**Task description:** Rewrite the items below, replacing "retail shelf audit" with "scene labeling" and changing nothing else. Leave the pictures out of your answer.

──────── Data to process

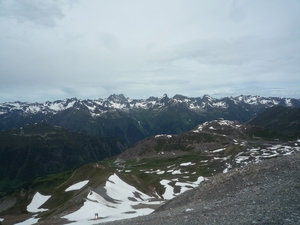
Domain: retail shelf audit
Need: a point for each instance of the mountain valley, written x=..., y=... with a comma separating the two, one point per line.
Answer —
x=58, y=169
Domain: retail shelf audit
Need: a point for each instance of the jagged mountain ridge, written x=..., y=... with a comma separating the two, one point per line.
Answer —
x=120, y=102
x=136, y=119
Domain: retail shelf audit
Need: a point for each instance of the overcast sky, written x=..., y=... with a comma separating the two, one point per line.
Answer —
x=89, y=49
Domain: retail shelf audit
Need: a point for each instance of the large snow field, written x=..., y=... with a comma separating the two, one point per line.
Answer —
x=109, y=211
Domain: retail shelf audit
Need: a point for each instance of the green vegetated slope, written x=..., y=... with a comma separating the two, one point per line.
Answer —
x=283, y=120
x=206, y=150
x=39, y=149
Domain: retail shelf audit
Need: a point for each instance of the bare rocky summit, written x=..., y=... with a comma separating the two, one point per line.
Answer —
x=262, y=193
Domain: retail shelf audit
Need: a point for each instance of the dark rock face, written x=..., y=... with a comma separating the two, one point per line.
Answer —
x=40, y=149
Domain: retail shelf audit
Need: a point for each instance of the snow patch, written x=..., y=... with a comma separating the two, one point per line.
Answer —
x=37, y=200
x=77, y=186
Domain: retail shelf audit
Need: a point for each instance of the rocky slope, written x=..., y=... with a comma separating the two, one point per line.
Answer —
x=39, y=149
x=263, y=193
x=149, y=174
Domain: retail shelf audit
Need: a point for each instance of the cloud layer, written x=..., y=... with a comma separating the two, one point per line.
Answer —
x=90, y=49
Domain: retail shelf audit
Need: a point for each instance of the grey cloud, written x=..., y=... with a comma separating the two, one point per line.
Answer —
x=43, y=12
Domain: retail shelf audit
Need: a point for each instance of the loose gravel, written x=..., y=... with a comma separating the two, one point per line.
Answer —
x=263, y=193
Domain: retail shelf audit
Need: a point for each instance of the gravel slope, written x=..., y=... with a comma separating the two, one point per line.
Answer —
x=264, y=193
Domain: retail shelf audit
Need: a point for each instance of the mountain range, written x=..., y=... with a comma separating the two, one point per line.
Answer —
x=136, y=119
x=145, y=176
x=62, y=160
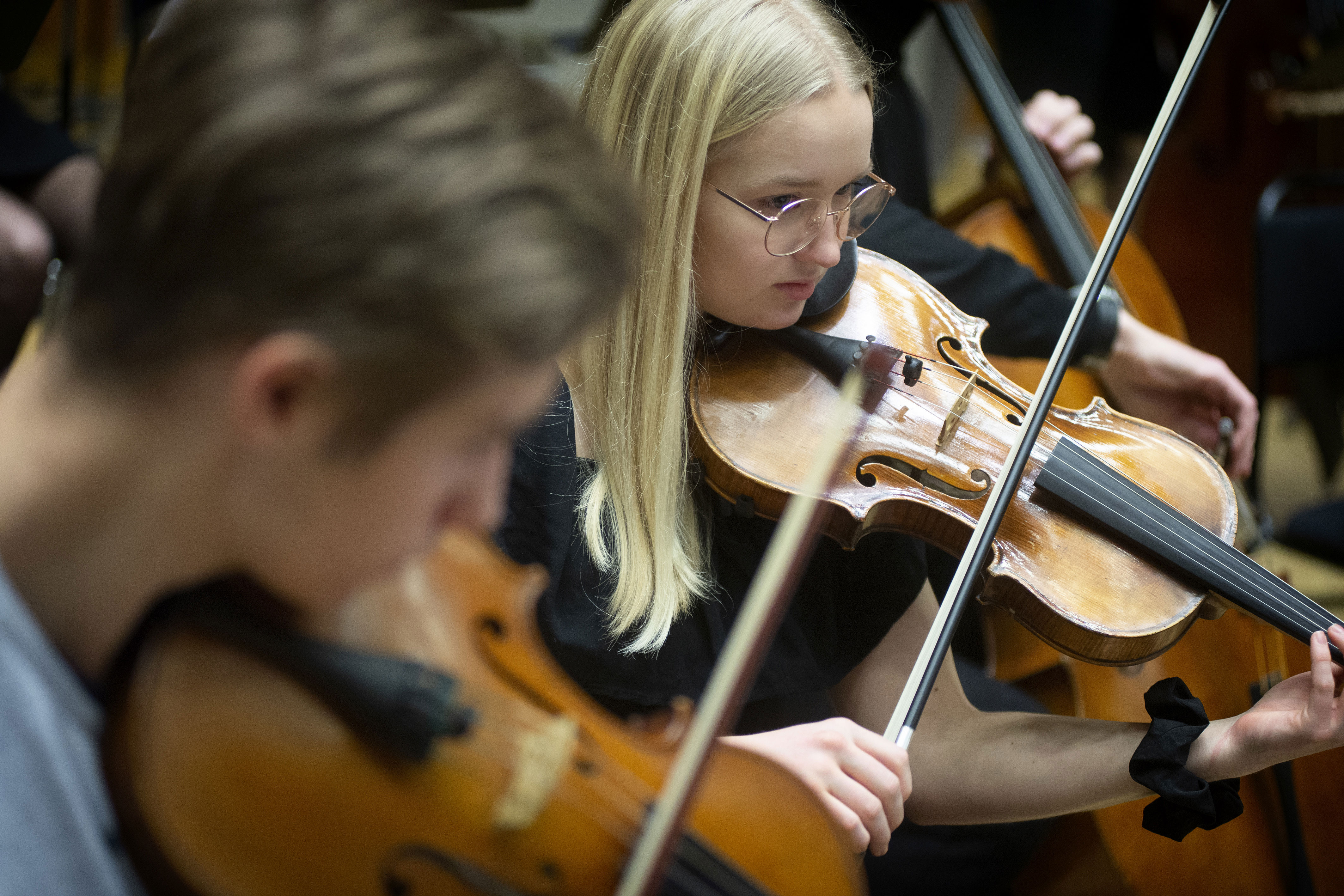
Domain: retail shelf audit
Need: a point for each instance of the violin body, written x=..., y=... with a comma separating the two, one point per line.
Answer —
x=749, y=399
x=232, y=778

────────────────

**Written answer:**
Domain: scene labeling
Need: a point for each instance of the mountain valley, written x=..., y=... with a comma separating the two, one point per line.
Answer —
x=58, y=169
Domain: scene labeling
Need: a point for each instance of the jagged mountain ridge, written x=..., y=... with a comma separating the two, one point per line.
Answer —
x=120, y=102
x=136, y=119
Domain: scene labeling
Need: a point for each instance of the overcast sky, written x=..., y=... with a comma separating the two, one point per line.
Answer —
x=89, y=49
Domain: scene labeling
Need: a point for each instance of the large snow field, written x=..., y=... with a comma separating the two, one point per line.
Answer —
x=109, y=211
Domain: scene labeling
Need: a point for each instance of the green vegetated slope, written x=..., y=... with a comma separating the two, one point per line.
Answer —
x=283, y=120
x=206, y=150
x=39, y=149
Domain: scene labeling
Need: a point for each instance of the bare rocky summit, written x=..., y=... with a comma separating the two, one point per line.
Answer —
x=262, y=193
Domain: scene labeling
Need: a point for each instance of the dark rock face, written x=..., y=... with a comma separating the two, one point per line.
Answer —
x=40, y=149
Domain: scene labeling
Need: a point for each instance of the snow patch, written x=..., y=... with a comma separating the two, one point per line.
Answer —
x=37, y=200
x=77, y=186
Domain: scene labeling
Need: a point for each instance of the rocky slope, written x=..., y=... with a comma separating the two, one point per line.
Answer —
x=39, y=149
x=263, y=193
x=149, y=174
Domain: scene labeling
Need: a point for each instance of the cloud layer, written x=..., y=... with a comma separating the two, one point per line.
Answer —
x=90, y=49
Domain: scene labeling
Need: a point for each instance of the grey cloud, written x=..., y=... with a comma separating the two, one point per line.
Answer —
x=43, y=12
Domain: scene labeling
Need: a point for each instance of the loose gravel, written x=..., y=... with a comma separating the two, one point per line.
Answer —
x=263, y=193
Domain: scene labeling
Need: a point for each instance of the gravel slope, written x=..., y=... with a comma separating the two, one point per line.
Answer —
x=264, y=193
Domain: scene labeling
Need: a point for each instance of the mountain range, written x=..., y=... with a comma separating the two, one point per line.
Answer —
x=136, y=119
x=145, y=176
x=62, y=160
Domain: scene labeling
Need: a point for each instance of the violin body, written x=..., y=... with a comma separating the two, one point per line.
Answer —
x=749, y=399
x=232, y=778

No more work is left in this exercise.